For the copy, please give all of the data again exactly and leave the pictures out.

SUPPLIED MATERIAL:
● ● ● ●
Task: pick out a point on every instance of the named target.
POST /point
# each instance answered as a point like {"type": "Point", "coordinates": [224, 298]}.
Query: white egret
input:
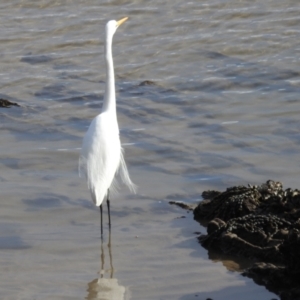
{"type": "Point", "coordinates": [101, 154]}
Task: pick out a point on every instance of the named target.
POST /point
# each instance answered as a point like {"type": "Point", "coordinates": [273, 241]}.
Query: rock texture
{"type": "Point", "coordinates": [259, 222]}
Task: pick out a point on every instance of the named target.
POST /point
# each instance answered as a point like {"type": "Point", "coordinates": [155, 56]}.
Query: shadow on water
{"type": "Point", "coordinates": [106, 287]}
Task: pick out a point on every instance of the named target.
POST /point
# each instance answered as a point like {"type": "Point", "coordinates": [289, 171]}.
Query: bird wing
{"type": "Point", "coordinates": [124, 173]}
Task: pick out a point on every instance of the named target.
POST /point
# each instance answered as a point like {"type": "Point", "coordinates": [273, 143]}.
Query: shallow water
{"type": "Point", "coordinates": [223, 110]}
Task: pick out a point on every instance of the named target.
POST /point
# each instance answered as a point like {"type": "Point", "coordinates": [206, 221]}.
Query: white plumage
{"type": "Point", "coordinates": [101, 154]}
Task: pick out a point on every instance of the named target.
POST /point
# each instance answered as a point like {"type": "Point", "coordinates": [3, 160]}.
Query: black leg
{"type": "Point", "coordinates": [101, 223]}
{"type": "Point", "coordinates": [108, 208]}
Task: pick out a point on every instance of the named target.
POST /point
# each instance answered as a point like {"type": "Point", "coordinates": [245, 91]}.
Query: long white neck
{"type": "Point", "coordinates": [109, 103]}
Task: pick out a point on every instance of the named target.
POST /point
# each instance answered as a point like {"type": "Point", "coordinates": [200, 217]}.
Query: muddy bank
{"type": "Point", "coordinates": [260, 222]}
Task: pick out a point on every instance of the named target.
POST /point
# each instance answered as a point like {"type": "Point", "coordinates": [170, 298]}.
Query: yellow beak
{"type": "Point", "coordinates": [121, 21]}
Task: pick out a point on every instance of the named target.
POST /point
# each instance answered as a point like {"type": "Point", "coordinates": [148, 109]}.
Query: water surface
{"type": "Point", "coordinates": [223, 110]}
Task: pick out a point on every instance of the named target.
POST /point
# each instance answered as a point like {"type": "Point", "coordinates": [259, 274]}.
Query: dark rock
{"type": "Point", "coordinates": [260, 223]}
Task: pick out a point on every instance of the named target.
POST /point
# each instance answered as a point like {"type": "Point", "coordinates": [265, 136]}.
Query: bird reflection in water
{"type": "Point", "coordinates": [106, 287]}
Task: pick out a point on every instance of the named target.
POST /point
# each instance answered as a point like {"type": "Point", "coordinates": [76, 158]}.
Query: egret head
{"type": "Point", "coordinates": [112, 26]}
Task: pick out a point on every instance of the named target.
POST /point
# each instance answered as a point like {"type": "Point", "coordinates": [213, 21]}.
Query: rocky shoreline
{"type": "Point", "coordinates": [260, 222]}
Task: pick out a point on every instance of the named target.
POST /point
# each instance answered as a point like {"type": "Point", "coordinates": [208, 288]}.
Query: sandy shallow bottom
{"type": "Point", "coordinates": [221, 109]}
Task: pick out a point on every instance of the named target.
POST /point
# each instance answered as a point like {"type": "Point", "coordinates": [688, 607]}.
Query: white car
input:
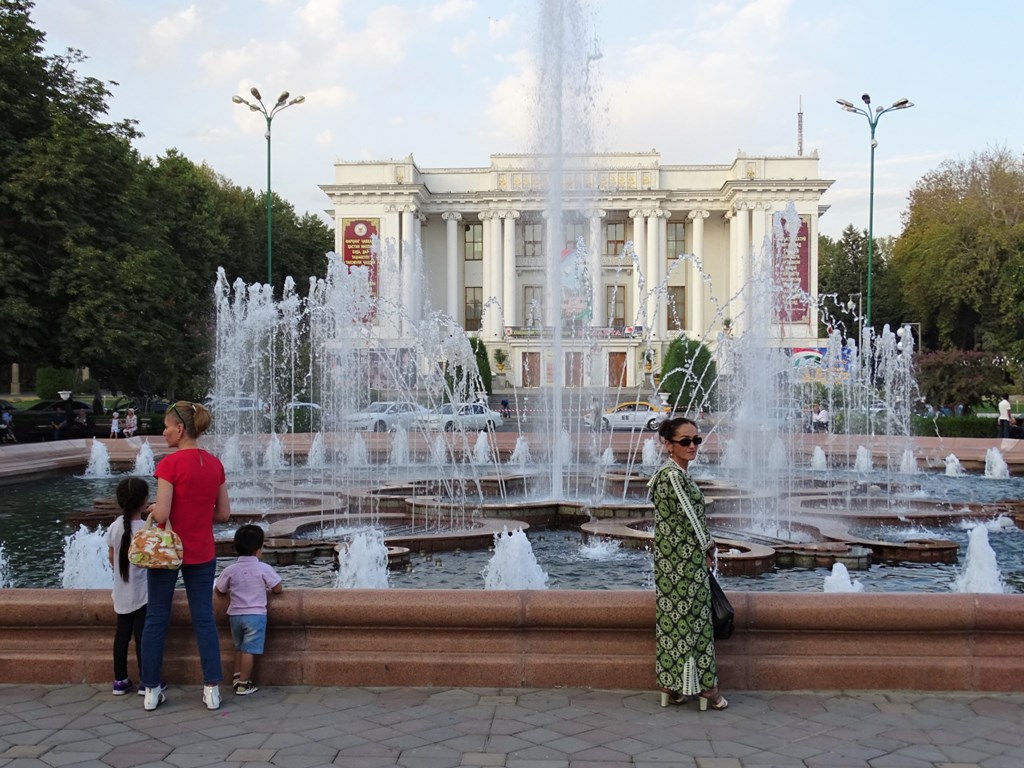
{"type": "Point", "coordinates": [384, 416]}
{"type": "Point", "coordinates": [464, 416]}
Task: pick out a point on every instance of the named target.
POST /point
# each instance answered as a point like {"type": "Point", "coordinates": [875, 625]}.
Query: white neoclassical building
{"type": "Point", "coordinates": [477, 243]}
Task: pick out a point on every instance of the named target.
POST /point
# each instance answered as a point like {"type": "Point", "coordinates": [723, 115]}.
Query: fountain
{"type": "Point", "coordinates": [144, 463]}
{"type": "Point", "coordinates": [99, 461]}
{"type": "Point", "coordinates": [513, 566]}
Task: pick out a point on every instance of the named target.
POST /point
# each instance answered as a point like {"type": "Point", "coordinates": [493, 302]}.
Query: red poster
{"type": "Point", "coordinates": [356, 247]}
{"type": "Point", "coordinates": [791, 268]}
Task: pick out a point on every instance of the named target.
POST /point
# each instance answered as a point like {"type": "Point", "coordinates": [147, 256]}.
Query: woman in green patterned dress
{"type": "Point", "coordinates": [683, 552]}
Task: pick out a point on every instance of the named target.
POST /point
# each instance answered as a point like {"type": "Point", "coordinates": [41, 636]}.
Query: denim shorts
{"type": "Point", "coordinates": [249, 632]}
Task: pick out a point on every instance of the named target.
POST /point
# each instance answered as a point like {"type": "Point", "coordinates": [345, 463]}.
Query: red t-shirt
{"type": "Point", "coordinates": [197, 476]}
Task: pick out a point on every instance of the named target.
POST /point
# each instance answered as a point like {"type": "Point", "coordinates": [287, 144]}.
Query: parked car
{"type": "Point", "coordinates": [384, 416]}
{"type": "Point", "coordinates": [37, 422]}
{"type": "Point", "coordinates": [463, 416]}
{"type": "Point", "coordinates": [634, 415]}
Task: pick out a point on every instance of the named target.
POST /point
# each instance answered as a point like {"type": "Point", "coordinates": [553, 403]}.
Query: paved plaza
{"type": "Point", "coordinates": [78, 725]}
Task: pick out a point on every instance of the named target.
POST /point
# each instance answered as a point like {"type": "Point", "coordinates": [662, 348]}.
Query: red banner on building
{"type": "Point", "coordinates": [791, 269]}
{"type": "Point", "coordinates": [356, 247]}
● ● ● ●
FINAL RESULT:
Task: pick out a point on every instance of the named target.
POST /point
# each instance answered as a point like {"type": "Point", "coordinates": [224, 298]}.
Query: white egret
input:
{"type": "Point", "coordinates": [101, 154]}
Task: pick out a point on every instance of the named target.
POST /point
# each instance answered as a point like {"type": "Point", "coordinates": [273, 241]}.
Query: rock texture
{"type": "Point", "coordinates": [259, 222]}
Task: pick out a point on every instance of the named target.
POST /point
# each instance answered as a point like {"type": "Point", "coordinates": [155, 56]}.
Query: shadow on water
{"type": "Point", "coordinates": [106, 287]}
Task: pick out a point on every instance of the named target.
POST /point
# each instance answered as a point like {"type": "Point", "coordinates": [289, 171]}.
Query: bird wing
{"type": "Point", "coordinates": [124, 173]}
Task: pick out a point on every instance of the named target.
POST /point
# each instance answered as a point like {"type": "Point", "coordinates": [273, 143]}.
Query: shallow water
{"type": "Point", "coordinates": [223, 110]}
Task: pick out a point on every instance of the named target.
POST /point
# each instance answered as a point like {"type": "Point", "coordinates": [206, 221]}.
Query: white plumage
{"type": "Point", "coordinates": [101, 154]}
Task: pick out a point on every instance of the named target.
POST /point
# each instance answered as a point like {"type": "Point", "coordinates": [3, 160]}.
Query: black leg
{"type": "Point", "coordinates": [101, 223]}
{"type": "Point", "coordinates": [108, 208]}
Task: pick out a point on every instance of the named target.
POST /point
# each instance answered as a point like {"type": "Point", "coordinates": [245, 91]}.
Query: long white neck
{"type": "Point", "coordinates": [109, 103]}
Task: pick out a point on every instance of the named target.
POST /point
# each instance answered as a point like {"type": "Point", "coordinates": [200, 217]}.
Query: muddy bank
{"type": "Point", "coordinates": [260, 222]}
Task: pick out a point on every instance of the named target.
POST /point
# each instance answered as a point like {"type": "Point", "coordinates": [170, 298]}.
Query: yellow beak
{"type": "Point", "coordinates": [121, 21]}
Task: pick out a point on every instance of the named target.
POST /point
# each instance answered as a point like {"type": "Point", "coordinates": [148, 109]}.
Query: water surface
{"type": "Point", "coordinates": [223, 110]}
Task: pick out a point on every instance of the named target.
POST /point
# each instance answered as a point like {"type": "Point", "coordinates": [259, 274]}.
Query: dark rock
{"type": "Point", "coordinates": [260, 223]}
Task: pick out a point on every instance of the named target.
POST /point
# each instance answered as a point like {"type": "Point", "coordinates": [265, 136]}.
Query: bird reflection in water
{"type": "Point", "coordinates": [106, 287]}
Task: pick out a point on every instance of the named target.
POST /point
# each instance answered as a point like {"type": "Point", "coordinates": [76, 158]}.
Query: egret head
{"type": "Point", "coordinates": [112, 26]}
Task: pick out a point on every instance of the named target.
POST /point
# each instance answered as a point like {"type": "Point", "coordinates": [213, 21]}.
Query: rocky shoreline
{"type": "Point", "coordinates": [260, 222]}
Task: pick out a point on every instance of the named target.
POST /point
# each instance answered as a point like {"type": "Point", "coordinates": [208, 288]}.
Query: sandy shallow bottom
{"type": "Point", "coordinates": [221, 109]}
Task: pick out a point on every instance of the named target.
POST /point
# each instance answered as a point like {"type": "Point", "coordinates": [688, 607]}.
Query: white car
input:
{"type": "Point", "coordinates": [384, 416]}
{"type": "Point", "coordinates": [464, 416]}
Task: pick out a point on every instance of the named target.
POST /point
# each instance answered as a point like {"type": "Point", "coordinates": [875, 625]}.
Query: white neoclassical building
{"type": "Point", "coordinates": [477, 243]}
Task: pick out a point on every instance of the named target.
POST /point
# each instance answered as a point like {"type": "Point", "coordinates": [723, 115]}.
Query: fountain
{"type": "Point", "coordinates": [144, 463]}
{"type": "Point", "coordinates": [99, 461]}
{"type": "Point", "coordinates": [513, 566]}
Task: pick out a point on every instance of the named target.
POST /point
# each instance answered as a point like {"type": "Point", "coordinates": [493, 302]}.
Query: red poster
{"type": "Point", "coordinates": [356, 247]}
{"type": "Point", "coordinates": [791, 268]}
Task: pick out a point on every instance of the named target.
POST /point
# each instance answered as a point like {"type": "Point", "coordinates": [147, 256]}.
Query: woman in green patterned dress
{"type": "Point", "coordinates": [683, 552]}
Task: pick out a point on every instance of the named target.
POST /point
# each instance answered as a point like {"type": "Point", "coordinates": [41, 636]}.
Query: denim shorts
{"type": "Point", "coordinates": [249, 632]}
Task: pick out a point on every instance of the named target.
POST /point
# each instance answered as a point like {"type": "Point", "coordinates": [345, 463]}.
Query: red t-shirt
{"type": "Point", "coordinates": [197, 476]}
Task: pick out a point on every instance of the named target.
POST /point
# each instance answered as a point like {"type": "Point", "coordinates": [287, 144]}.
Query: parked car
{"type": "Point", "coordinates": [384, 416]}
{"type": "Point", "coordinates": [37, 422]}
{"type": "Point", "coordinates": [463, 416]}
{"type": "Point", "coordinates": [634, 415]}
Task: pick out a point on every instance of the named target.
POST /point
# each instance answered as a point like {"type": "Point", "coordinates": [553, 403]}.
Query: paved plaza
{"type": "Point", "coordinates": [78, 725]}
Task: pick out a point on every instance of the named target.
POST /point
# each instance answered as a point like {"type": "Point", "coordinates": [662, 348]}.
Query: red banner on building
{"type": "Point", "coordinates": [791, 269]}
{"type": "Point", "coordinates": [356, 247]}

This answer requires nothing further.